Brief →
Output the lines that follow exactly as they are.

Material for this exercise →
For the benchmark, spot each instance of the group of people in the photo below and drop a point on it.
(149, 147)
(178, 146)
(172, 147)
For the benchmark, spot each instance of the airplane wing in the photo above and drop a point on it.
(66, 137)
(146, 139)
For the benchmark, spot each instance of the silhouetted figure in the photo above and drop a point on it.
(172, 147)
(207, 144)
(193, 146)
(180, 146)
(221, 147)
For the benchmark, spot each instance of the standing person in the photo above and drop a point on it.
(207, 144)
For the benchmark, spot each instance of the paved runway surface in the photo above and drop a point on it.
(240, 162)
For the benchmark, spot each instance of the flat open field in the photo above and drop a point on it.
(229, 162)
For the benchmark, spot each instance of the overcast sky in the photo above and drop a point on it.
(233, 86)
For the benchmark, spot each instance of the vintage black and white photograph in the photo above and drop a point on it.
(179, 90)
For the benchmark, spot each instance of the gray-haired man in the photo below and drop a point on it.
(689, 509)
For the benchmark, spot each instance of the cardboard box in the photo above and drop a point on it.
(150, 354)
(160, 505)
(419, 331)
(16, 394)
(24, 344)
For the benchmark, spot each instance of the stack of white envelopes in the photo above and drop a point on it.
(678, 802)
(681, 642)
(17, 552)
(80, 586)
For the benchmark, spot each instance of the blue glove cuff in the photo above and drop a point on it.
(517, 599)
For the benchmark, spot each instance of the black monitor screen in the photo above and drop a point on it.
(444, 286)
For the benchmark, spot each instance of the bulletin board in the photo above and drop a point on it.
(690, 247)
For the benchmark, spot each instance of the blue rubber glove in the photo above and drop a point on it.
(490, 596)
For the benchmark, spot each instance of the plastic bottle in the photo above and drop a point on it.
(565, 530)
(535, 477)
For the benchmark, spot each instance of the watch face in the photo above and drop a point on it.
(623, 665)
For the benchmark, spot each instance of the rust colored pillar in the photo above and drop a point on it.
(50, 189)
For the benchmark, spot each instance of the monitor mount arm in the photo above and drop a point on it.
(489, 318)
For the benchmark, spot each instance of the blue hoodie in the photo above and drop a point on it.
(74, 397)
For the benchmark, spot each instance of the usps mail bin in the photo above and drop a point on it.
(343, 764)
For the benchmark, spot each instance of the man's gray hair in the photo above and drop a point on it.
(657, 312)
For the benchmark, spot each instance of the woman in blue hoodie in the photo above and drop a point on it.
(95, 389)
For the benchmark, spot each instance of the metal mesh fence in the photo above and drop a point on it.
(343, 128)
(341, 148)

Answer to this problem →
For the benchmark, spot each instance of the group of people in the photo below and drop a point on it.
(149, 147)
(178, 146)
(172, 147)
For the benchmark, spot each instance of the airplane wing in the photo above and drop a point on it.
(66, 137)
(146, 139)
For the benchmark, spot each instance of the silhouetted figure in the photo above and drop a point on it.
(172, 147)
(207, 144)
(193, 146)
(180, 146)
(221, 147)
For the benchmark, spot each instance of the standing person in the photo above and drop a point on it.
(207, 144)
For the benchmark, spot each instance of the paved runway surface in the photo above and drop a point on it.
(240, 162)
For the benchmark, spot each instance of the flat open field in the photo above and drop a point on it.
(229, 162)
For the benchmark, spot each instance of the overcast sky in the photo above and drop a point on it.
(233, 86)
For the benchmark, spot each instance of the vintage black and white photograph in the photo above and drop a point on it.
(179, 90)
For the benchmark, spot each instance of the gray-haired man in the photo below and drop a point on it.
(689, 509)
For the benchmark, spot each instance of the cardboard box in the photo above and drop a point on it.
(150, 354)
(160, 505)
(419, 331)
(16, 394)
(24, 344)
For the benchmark, spot each instance of the stack of white envelopes in the photo above and drop a point on it.
(678, 802)
(681, 642)
(17, 552)
(80, 586)
For the benchmark, spot each instance of the blue glove cuff in the photo above and drop a point on it.
(517, 599)
For the benchmark, spot each instance of the black monitor screen in the photo above and drop a point on it.
(444, 286)
For the benchmark, spot each instance of the bulletin board in the photo above and drop a point on it.
(690, 247)
For the benchmark, spot each instance of the blue rubber glove in the photo above and drop a point on it.
(490, 596)
For the benchmark, spot each instance of the plastic bottle in the photo above and drop a point on it.
(565, 530)
(535, 477)
For the benchmark, spot each instance of the watch face in the photo above and drop a point on it.
(623, 665)
For the benchmark, spot each instance of the rust colored pillar in the photo above and drop a point on it.
(50, 189)
For the benchmark, spot each instance of the monitor mount arm in the photo above and drop a point on it.
(489, 318)
For the benchmark, spot each instance of the blue hoodie in the photo above and drop a point on it.
(74, 397)
For the benchmark, spot each instance of the usps mail bin in the photo above and drop a point on it.
(343, 764)
For the benchmark, spot each instance of the man's gray hair in the photo above and drop a point on it.
(657, 312)
For the benchmark, spot each instance of the woman in blue hoodie in the photo above and drop a point on it.
(95, 389)
For the benchmark, spot each instance of the metal mesh fence in the photo above and drop a point on it.
(343, 128)
(341, 148)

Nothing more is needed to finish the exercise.